▶ _WORK TO COMPLETE_
Where a line below holds the string "chimney", that line goes into the answer.

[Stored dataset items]
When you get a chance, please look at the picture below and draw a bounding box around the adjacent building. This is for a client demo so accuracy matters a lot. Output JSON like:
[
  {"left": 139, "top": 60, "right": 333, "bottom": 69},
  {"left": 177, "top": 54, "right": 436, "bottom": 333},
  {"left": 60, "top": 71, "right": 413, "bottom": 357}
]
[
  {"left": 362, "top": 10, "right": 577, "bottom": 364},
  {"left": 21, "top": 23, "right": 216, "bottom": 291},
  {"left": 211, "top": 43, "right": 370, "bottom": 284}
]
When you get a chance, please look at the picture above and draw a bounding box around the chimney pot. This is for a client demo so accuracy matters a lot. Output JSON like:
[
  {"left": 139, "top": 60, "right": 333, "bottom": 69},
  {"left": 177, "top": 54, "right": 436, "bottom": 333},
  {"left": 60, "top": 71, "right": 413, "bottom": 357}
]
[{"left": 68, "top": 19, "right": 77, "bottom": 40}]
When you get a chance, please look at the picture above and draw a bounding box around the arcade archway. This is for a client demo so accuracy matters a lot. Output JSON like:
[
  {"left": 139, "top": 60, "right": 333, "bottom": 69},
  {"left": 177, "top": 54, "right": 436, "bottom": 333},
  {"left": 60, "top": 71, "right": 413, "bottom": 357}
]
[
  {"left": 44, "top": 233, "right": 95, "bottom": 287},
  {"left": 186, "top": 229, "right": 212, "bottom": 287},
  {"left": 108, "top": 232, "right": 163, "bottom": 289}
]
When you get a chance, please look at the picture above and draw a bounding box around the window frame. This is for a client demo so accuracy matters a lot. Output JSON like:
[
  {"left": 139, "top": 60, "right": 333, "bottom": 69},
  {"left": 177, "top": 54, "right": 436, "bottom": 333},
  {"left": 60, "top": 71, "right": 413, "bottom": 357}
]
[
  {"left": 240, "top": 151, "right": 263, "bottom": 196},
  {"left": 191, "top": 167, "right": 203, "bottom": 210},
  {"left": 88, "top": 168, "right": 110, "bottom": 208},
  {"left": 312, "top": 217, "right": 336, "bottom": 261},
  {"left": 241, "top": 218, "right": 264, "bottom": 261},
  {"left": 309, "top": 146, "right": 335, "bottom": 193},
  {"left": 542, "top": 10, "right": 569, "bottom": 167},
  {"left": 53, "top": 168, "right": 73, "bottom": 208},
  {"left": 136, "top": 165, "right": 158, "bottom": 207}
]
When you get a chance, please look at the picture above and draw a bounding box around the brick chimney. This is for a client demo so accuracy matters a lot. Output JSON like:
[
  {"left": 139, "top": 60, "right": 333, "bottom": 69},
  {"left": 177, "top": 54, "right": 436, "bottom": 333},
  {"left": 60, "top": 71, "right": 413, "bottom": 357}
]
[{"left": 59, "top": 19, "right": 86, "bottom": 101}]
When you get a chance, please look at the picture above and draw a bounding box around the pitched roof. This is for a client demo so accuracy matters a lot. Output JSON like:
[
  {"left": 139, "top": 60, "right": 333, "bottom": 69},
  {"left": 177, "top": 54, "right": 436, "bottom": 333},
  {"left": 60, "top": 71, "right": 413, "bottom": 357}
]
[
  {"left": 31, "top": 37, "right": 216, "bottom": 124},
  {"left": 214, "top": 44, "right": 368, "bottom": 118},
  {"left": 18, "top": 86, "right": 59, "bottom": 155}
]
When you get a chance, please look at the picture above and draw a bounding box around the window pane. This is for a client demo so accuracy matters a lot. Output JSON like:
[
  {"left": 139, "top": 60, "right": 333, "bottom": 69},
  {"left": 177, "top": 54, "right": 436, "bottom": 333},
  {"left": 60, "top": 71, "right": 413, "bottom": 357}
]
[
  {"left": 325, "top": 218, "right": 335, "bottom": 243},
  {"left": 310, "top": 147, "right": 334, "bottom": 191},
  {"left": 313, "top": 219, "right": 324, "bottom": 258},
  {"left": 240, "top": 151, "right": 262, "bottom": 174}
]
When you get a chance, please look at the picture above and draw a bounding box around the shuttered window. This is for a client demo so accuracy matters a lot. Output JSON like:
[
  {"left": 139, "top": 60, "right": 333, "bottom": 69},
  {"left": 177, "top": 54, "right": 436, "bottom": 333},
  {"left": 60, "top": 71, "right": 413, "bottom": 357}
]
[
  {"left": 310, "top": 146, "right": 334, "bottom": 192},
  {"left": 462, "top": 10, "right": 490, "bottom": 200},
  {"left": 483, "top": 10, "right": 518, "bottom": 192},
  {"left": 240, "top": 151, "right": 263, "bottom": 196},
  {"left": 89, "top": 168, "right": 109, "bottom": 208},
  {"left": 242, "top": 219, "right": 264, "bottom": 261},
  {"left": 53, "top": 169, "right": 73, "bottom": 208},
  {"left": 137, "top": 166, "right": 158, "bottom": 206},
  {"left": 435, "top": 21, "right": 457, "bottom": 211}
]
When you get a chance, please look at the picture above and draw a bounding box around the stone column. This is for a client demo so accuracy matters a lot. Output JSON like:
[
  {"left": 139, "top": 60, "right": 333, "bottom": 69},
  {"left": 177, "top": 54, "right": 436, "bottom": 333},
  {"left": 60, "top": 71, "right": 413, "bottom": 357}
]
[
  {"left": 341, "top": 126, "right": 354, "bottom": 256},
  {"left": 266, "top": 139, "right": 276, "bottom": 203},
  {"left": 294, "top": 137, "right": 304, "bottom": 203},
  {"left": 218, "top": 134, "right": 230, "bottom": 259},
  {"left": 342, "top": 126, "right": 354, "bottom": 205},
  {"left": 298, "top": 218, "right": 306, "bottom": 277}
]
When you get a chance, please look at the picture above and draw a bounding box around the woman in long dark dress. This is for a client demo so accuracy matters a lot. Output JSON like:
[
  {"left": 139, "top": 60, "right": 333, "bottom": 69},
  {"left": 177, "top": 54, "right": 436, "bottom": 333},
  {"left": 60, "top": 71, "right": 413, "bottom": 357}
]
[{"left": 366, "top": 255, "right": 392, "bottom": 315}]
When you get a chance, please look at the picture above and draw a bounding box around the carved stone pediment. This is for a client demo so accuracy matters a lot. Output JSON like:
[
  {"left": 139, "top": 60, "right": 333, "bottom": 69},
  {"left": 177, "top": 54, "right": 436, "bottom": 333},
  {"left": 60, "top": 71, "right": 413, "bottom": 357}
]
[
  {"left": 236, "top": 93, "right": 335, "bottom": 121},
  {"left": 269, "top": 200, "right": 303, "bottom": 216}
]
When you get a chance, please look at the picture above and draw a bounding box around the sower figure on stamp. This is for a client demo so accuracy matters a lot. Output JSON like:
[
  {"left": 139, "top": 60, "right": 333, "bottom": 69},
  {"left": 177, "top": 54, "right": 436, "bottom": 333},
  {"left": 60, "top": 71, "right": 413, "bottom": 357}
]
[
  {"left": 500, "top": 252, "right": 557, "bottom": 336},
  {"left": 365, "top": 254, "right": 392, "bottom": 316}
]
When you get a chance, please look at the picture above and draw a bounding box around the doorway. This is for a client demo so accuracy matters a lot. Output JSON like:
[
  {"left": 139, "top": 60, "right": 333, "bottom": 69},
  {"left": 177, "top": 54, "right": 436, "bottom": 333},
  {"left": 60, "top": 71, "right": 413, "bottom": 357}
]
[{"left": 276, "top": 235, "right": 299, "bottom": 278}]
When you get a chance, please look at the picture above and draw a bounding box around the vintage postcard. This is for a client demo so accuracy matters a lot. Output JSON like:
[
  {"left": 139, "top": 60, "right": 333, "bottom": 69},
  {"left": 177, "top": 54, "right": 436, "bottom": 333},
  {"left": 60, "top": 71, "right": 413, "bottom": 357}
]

▶ _SOLVED PROBLEM_
When you get a chance, please look at the picture above and draw a bounding box around the chimney pot. This is for a client demo so accuracy matters a lot. Output JSON like:
When you get a chance, please look at the picture above and draw a bounding box around the brick chimney. This is for a client demo so accuracy matters a lot. Output JSON like:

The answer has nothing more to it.